_Required work_: Each line from the one containing "Mark one point on each instance of the car roof" to the last line of the listing below must be reproduced exactly, and nothing more.

'''

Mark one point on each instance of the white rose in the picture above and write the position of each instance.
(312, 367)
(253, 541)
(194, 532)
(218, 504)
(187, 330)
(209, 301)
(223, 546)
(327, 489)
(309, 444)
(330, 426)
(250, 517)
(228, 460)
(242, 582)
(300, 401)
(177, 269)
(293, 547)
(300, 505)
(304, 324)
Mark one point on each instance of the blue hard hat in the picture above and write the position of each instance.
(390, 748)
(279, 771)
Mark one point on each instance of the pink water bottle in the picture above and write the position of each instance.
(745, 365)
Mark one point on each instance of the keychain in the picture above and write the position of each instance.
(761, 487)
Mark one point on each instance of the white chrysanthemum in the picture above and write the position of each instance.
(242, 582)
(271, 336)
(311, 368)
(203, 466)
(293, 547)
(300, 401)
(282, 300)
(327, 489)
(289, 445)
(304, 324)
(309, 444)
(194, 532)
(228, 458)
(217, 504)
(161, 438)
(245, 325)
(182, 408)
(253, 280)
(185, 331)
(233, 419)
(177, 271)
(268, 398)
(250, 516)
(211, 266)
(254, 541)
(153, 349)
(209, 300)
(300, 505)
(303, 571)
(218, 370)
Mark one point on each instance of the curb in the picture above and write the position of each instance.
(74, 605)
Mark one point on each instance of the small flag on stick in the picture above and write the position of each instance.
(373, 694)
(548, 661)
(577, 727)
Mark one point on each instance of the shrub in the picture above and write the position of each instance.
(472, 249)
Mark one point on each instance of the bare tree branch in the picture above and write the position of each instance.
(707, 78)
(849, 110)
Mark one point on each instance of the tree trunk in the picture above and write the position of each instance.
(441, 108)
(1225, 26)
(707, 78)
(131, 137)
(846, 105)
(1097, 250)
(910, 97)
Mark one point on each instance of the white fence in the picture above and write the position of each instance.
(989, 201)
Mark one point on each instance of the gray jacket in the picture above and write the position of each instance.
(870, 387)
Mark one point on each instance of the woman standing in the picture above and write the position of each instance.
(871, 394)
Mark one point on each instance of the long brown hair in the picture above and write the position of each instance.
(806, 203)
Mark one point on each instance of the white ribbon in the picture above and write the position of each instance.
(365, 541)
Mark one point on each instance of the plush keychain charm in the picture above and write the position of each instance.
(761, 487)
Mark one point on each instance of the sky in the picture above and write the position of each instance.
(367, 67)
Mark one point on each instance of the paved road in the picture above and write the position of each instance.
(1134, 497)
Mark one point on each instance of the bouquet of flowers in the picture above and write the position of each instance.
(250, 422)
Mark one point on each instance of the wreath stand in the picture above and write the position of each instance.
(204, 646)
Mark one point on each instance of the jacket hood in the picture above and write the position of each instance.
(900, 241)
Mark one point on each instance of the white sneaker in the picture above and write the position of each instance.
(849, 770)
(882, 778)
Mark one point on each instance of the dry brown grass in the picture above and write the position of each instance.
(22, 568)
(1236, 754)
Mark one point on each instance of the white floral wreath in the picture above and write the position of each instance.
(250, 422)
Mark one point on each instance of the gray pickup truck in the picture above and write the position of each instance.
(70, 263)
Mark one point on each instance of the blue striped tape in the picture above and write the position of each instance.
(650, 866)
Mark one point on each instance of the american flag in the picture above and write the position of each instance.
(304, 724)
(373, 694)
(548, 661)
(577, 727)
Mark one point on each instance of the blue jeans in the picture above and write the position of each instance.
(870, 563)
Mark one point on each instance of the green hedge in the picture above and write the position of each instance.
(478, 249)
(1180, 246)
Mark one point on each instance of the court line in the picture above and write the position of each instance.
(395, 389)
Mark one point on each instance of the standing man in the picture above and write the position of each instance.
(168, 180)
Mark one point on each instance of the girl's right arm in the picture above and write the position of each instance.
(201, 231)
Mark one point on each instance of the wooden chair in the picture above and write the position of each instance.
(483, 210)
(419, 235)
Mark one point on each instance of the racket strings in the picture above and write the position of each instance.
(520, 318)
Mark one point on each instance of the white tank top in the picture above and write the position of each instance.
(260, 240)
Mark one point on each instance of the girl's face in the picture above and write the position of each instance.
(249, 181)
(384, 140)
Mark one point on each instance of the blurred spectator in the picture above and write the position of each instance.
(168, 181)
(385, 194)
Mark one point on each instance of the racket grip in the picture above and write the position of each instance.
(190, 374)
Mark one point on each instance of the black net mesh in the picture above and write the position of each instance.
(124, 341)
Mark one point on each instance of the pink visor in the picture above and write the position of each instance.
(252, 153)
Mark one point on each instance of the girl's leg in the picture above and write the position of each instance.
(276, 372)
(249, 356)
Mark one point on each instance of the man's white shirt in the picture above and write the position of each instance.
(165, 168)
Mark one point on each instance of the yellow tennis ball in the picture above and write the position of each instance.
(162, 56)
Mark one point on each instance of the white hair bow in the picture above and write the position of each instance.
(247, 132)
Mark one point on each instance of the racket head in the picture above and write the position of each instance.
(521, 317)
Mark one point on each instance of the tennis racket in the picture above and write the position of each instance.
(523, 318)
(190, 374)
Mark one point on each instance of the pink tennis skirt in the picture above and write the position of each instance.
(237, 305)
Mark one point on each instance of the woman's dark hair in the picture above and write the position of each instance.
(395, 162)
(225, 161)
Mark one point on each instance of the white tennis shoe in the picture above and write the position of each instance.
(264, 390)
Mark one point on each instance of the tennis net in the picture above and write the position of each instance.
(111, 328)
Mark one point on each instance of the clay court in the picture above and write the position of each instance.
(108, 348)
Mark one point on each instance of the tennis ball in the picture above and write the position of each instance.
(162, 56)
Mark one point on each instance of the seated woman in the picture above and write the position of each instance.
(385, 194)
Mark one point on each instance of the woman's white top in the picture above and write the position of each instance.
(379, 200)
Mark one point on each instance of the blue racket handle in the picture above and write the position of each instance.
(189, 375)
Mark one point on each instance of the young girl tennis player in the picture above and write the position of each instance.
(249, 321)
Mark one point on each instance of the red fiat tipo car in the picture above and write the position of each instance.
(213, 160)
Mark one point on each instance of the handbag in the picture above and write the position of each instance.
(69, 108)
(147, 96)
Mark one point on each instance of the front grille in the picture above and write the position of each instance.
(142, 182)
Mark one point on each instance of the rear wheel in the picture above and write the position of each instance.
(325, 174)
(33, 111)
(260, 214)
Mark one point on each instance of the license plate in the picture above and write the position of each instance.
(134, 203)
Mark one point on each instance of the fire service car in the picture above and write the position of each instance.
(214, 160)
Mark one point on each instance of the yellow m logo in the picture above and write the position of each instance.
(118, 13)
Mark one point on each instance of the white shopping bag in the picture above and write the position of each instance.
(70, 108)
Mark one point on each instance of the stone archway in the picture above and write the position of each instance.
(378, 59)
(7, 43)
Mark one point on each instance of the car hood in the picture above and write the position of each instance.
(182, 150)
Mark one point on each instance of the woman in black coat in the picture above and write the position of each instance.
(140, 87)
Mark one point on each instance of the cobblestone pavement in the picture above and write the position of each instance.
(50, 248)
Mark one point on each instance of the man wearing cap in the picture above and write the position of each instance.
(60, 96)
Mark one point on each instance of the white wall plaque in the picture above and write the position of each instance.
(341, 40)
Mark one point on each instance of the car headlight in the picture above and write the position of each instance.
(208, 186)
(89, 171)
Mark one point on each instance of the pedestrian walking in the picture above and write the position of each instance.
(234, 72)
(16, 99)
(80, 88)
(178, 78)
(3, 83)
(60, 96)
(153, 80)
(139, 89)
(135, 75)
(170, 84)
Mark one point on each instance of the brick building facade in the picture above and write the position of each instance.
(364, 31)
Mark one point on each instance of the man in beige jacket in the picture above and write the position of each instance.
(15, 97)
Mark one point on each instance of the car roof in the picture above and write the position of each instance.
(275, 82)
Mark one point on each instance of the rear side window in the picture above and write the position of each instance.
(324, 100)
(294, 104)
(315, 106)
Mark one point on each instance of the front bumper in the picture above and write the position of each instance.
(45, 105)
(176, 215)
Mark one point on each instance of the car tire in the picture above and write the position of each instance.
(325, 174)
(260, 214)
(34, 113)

'''

_Task answer_:
Mark one point on each instance of the car roof in the picture above and write the position of each instance.
(275, 82)
Mark one point on each instance of the rear side window in the picture above and write the position of each instance.
(324, 100)
(294, 104)
(315, 106)
Mark one point on each instance of the front bumper in the picture above and write the position of each instance.
(45, 105)
(176, 215)
Mark one point on each instance of the car tire in the picture above and write the position of each instance.
(325, 174)
(260, 214)
(34, 113)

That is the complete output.